**Material to process**
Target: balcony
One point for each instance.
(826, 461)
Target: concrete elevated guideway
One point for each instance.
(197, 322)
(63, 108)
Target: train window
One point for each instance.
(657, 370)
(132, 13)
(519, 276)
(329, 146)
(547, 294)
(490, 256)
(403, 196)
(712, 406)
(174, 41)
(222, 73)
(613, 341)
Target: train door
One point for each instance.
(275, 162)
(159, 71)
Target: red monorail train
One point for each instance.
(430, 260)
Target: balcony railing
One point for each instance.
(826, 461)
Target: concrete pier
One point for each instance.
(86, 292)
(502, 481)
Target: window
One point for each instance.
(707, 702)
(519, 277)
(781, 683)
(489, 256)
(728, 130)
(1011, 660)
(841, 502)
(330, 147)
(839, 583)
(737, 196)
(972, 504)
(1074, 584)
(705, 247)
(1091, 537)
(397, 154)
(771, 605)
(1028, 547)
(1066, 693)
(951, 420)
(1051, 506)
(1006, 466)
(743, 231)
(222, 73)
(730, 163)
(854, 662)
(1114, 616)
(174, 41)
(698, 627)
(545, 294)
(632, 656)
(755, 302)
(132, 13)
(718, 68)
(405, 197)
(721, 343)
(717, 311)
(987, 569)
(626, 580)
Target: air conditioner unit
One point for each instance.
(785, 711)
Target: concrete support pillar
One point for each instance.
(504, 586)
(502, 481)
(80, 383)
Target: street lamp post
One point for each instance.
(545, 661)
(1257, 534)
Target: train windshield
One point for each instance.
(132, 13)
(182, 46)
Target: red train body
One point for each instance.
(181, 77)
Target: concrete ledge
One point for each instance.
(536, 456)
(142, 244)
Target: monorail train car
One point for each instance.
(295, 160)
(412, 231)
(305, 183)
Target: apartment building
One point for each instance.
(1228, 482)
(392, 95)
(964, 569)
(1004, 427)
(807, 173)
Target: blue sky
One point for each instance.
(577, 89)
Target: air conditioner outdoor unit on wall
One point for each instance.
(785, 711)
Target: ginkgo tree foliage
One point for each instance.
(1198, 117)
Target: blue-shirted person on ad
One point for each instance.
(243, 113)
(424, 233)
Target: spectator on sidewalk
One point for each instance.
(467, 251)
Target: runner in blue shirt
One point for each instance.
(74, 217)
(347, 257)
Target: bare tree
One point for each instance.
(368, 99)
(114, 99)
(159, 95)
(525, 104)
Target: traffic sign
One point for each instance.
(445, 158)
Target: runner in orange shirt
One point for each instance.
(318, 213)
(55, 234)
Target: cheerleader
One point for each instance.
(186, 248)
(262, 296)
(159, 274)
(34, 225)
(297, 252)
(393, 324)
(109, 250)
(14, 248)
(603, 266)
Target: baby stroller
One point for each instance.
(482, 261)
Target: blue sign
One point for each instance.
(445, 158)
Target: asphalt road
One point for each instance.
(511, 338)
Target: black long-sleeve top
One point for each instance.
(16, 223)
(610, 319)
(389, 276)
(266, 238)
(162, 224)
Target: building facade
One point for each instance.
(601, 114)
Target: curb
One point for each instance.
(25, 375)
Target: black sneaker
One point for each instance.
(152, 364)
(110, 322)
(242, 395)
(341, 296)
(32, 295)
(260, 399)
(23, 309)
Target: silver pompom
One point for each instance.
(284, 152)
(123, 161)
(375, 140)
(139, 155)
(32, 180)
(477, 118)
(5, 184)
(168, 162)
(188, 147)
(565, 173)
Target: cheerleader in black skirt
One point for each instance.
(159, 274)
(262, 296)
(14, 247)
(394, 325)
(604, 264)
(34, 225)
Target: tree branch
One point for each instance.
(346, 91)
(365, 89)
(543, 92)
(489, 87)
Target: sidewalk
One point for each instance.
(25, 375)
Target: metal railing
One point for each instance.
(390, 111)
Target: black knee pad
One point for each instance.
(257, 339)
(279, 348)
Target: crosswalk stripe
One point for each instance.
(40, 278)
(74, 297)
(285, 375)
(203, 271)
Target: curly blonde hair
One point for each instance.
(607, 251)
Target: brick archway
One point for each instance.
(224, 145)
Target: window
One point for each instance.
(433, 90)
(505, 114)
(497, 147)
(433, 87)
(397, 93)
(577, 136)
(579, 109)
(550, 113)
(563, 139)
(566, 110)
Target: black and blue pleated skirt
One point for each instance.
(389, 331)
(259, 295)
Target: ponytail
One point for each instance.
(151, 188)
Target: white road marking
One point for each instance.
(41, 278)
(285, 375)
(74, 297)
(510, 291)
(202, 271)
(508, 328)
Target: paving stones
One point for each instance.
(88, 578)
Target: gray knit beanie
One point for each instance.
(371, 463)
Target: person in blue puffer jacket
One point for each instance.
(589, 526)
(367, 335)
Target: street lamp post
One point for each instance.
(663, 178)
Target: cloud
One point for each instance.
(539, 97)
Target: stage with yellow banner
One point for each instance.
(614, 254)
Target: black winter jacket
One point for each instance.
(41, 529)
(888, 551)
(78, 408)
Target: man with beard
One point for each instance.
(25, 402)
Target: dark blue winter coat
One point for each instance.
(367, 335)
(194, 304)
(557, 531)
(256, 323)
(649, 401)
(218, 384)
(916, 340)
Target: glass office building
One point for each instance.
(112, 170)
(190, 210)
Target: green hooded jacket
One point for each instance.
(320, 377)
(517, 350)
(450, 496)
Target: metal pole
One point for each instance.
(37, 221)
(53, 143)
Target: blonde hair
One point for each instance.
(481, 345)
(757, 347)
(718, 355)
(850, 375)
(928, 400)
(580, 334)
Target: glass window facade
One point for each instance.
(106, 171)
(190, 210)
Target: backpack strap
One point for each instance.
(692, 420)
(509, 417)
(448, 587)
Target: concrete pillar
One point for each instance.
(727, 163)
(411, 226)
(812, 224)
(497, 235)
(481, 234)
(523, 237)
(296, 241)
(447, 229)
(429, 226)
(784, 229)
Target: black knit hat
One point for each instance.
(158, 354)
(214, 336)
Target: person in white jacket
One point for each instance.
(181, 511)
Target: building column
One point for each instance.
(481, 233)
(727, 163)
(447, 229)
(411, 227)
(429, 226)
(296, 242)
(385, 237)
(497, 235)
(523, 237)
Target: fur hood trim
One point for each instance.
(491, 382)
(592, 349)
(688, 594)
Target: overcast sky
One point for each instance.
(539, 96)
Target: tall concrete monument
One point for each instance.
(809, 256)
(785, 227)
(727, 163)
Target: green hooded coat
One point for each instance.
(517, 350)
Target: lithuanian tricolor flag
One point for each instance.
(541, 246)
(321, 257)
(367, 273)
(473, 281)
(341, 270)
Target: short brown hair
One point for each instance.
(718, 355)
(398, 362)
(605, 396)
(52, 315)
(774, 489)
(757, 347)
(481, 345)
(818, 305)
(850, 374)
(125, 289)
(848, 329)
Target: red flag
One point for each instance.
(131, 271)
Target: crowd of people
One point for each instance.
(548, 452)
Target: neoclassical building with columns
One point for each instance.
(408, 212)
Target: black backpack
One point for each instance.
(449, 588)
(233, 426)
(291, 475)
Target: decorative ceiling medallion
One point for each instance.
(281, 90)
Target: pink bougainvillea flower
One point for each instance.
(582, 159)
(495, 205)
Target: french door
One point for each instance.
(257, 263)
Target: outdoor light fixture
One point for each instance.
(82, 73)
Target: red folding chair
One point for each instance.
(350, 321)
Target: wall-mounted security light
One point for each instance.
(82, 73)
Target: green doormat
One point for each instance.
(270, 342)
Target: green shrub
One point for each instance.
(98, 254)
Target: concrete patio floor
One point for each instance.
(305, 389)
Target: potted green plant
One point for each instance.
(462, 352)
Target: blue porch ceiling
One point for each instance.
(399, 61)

**Directive**
Word for word, restate all of the data shown above.

**Written answer**
Target: balcony
One point for each instance.
(826, 461)
Target: concrete elevated guideway
One point for each instance.
(197, 322)
(63, 108)
Target: train window
One point for each instance.
(657, 370)
(132, 13)
(519, 276)
(329, 146)
(547, 294)
(490, 256)
(403, 196)
(712, 406)
(174, 41)
(222, 73)
(613, 341)
Target: train door
One point for each instance.
(275, 162)
(159, 71)
Target: red monorail train
One point for each instance.
(430, 260)
Target: balcony railing
One point for each instance.
(826, 461)
Target: concrete pier
One point for each instance.
(86, 292)
(502, 481)
Target: window
One point for each instance.
(707, 702)
(519, 277)
(781, 683)
(489, 256)
(728, 130)
(1011, 660)
(841, 502)
(330, 147)
(839, 583)
(737, 196)
(972, 504)
(1074, 584)
(705, 247)
(1091, 537)
(397, 154)
(771, 605)
(1028, 547)
(1066, 693)
(951, 420)
(1051, 506)
(1006, 466)
(743, 231)
(222, 73)
(730, 163)
(854, 662)
(1114, 616)
(174, 41)
(698, 627)
(545, 294)
(632, 656)
(755, 302)
(132, 13)
(718, 68)
(405, 197)
(721, 343)
(717, 311)
(987, 569)
(626, 580)
Target: air conditioner unit
One point for each instance.
(785, 711)
Target: concrete support pillar
One point for each instance.
(504, 586)
(502, 481)
(80, 383)
Target: street lamp post
One point for each instance.
(545, 661)
(1257, 534)
Target: train windshield
One point for each instance.
(132, 13)
(182, 46)
Target: red train body
One point for each instance.
(181, 77)
Target: concrete ledge
One point for each instance.
(536, 456)
(142, 244)
Target: monorail train car
One point for each instance.
(295, 160)
(412, 231)
(305, 183)
Target: apartment building
One point for each instance.
(1228, 482)
(392, 95)
(964, 569)
(1004, 427)
(807, 173)
Target: blue sky
One point for each instance.
(577, 89)
Target: air conditioner outdoor unit on wall
One point for each instance.
(785, 711)
Target: ginkgo tree foliage
One point for each instance.
(1198, 117)
Target: blue-shirted person on ad
One point for each instance.
(243, 113)
(424, 233)
Target: spectator on sidewalk
One point for each instance.
(467, 251)
Target: runner in blue shirt
One point for each instance.
(74, 217)
(347, 257)
Target: bare tree
One point for each instance.
(368, 99)
(114, 99)
(159, 95)
(525, 104)
Target: traffic sign
One point for each instance.
(445, 158)
Target: runner in orange shirt
One point for each instance.
(318, 213)
(55, 234)
Target: cheerleader
One point for each instance.
(186, 248)
(262, 296)
(159, 274)
(34, 225)
(297, 252)
(393, 324)
(109, 250)
(14, 248)
(603, 266)
Target: baby stroller
One point for each instance.
(482, 261)
Target: blue sign
One point for each instance.
(445, 158)
Target: asphalt road
One point for each instance.
(511, 338)
Target: black long-sleeve top
One point for each instance.
(16, 223)
(610, 319)
(389, 276)
(266, 238)
(162, 224)
Target: building facade
One point for each instance.
(601, 114)
Target: curb
One point for each instance.
(25, 375)
Target: black sneaker
One point for each instance.
(152, 364)
(110, 322)
(242, 395)
(341, 296)
(32, 295)
(260, 399)
(23, 309)
Target: silver pompom
One point for each instance.
(284, 152)
(123, 161)
(375, 140)
(139, 155)
(32, 180)
(477, 118)
(5, 184)
(168, 162)
(188, 147)
(565, 173)
Target: cheerleader in black skirt
One point for each instance.
(159, 274)
(262, 296)
(14, 247)
(394, 325)
(604, 264)
(34, 225)
Target: tree branch
One point for each instance.
(346, 91)
(365, 89)
(543, 92)
(489, 87)
Target: sidewalk
One point for each instance.
(25, 375)
Target: metal railing
One point for each instance.
(390, 111)
Target: black knee pad
One point for each instance.
(257, 339)
(279, 348)
Target: crosswalk stripe
One point for each instance.
(40, 278)
(74, 297)
(285, 375)
(203, 271)
Target: curly blonde hair
One point for each instance.
(607, 251)
Target: brick archway
One point for each instance.
(224, 145)
Target: window
One point for each instance.
(433, 90)
(505, 114)
(497, 147)
(433, 87)
(397, 93)
(577, 136)
(579, 109)
(550, 113)
(563, 139)
(566, 110)
Target: black and blue pleated skirt
One point for each instance.
(389, 331)
(259, 295)
Target: ponytail
One point for each instance.
(151, 188)
Target: white road marking
One point for each instance.
(41, 278)
(285, 375)
(74, 297)
(510, 291)
(202, 271)
(508, 328)
Target: paving stones
One point for each instance.
(88, 578)
Target: gray knit beanie
One point for each instance.
(371, 463)
Target: person in blue puffer jacket
One point for each instance.
(589, 526)
(367, 335)
Target: street lamp post
One point for each instance.
(663, 178)
Target: cloud
One point for each instance.
(539, 97)
Target: stage with yellow banner
One point for each instance.
(614, 254)
Target: black winter jacket
One point for each instance.
(41, 529)
(888, 551)
(78, 408)
Target: man with beard
One point for each instance.
(25, 402)
Target: dark blue winter coat
One point for each instance.
(367, 335)
(194, 304)
(557, 531)
(256, 323)
(649, 401)
(218, 384)
(916, 340)
Target: glass office building
One point for each instance.
(112, 170)
(190, 210)
Target: green hooded jacket
One point for each instance.
(320, 377)
(517, 350)
(450, 496)
Target: metal pole
One point for each instance.
(37, 221)
(53, 143)
Target: blonde hair
One point for each instance.
(481, 345)
(757, 347)
(718, 355)
(850, 375)
(928, 400)
(580, 334)
Target: glass window facade
One point for each instance.
(106, 171)
(190, 210)
Target: backpack strap
One point for each instance.
(692, 420)
(509, 417)
(448, 587)
Target: concrete pillar
One point for each instance.
(727, 163)
(411, 226)
(812, 224)
(497, 235)
(481, 234)
(523, 237)
(296, 241)
(447, 229)
(429, 226)
(784, 229)
Target: black knit hat
One point for each instance.
(158, 354)
(214, 336)
Target: person in white jacket
One point for each instance.
(181, 511)
Target: building column
One point for each instance.
(481, 233)
(727, 163)
(447, 229)
(411, 227)
(429, 226)
(296, 242)
(385, 237)
(497, 235)
(523, 237)
Target: fur hood trim
One point for each instance.
(491, 382)
(592, 349)
(688, 594)
Target: overcast sky
One point for each instance.
(539, 96)
Target: tall concrete monument
One point for each instance.
(809, 256)
(785, 227)
(727, 163)
Target: green hooded coat
One point for each instance.
(517, 350)
Target: lithuanian tricolor flag
One point for each instance.
(541, 246)
(321, 257)
(367, 273)
(473, 281)
(341, 270)
Target: short brown hair
One point for each instance.
(718, 355)
(398, 362)
(605, 396)
(52, 315)
(774, 489)
(757, 347)
(481, 345)
(818, 305)
(850, 374)
(125, 289)
(848, 329)
Target: red flag
One point for each instance.
(131, 271)
Target: crowd of people
One point for each instance.
(548, 452)
Target: neoclassical building with columns
One point for each instance.
(408, 212)
Target: black backpack
One point for each instance.
(449, 588)
(233, 426)
(291, 475)
Target: decorative ceiling medallion
One point for each instance.
(281, 90)
Target: pink bougainvillea flower
One point for each instance.
(582, 159)
(495, 205)
Target: french door
One point for each instance.
(257, 263)
Target: outdoor light fixture
One point for each instance.
(82, 73)
Target: red folding chair
One point for each instance.
(350, 321)
Target: wall-mounted security light
One point for each instance.
(82, 73)
Target: green doormat
One point for each instance.
(270, 342)
Target: green shrub
One point for each instance.
(98, 254)
Target: concrete patio floor
One point for each instance.
(305, 389)
Target: potted green plant
One point for each instance.
(462, 352)
Target: blue porch ceiling
One point for each instance.
(399, 61)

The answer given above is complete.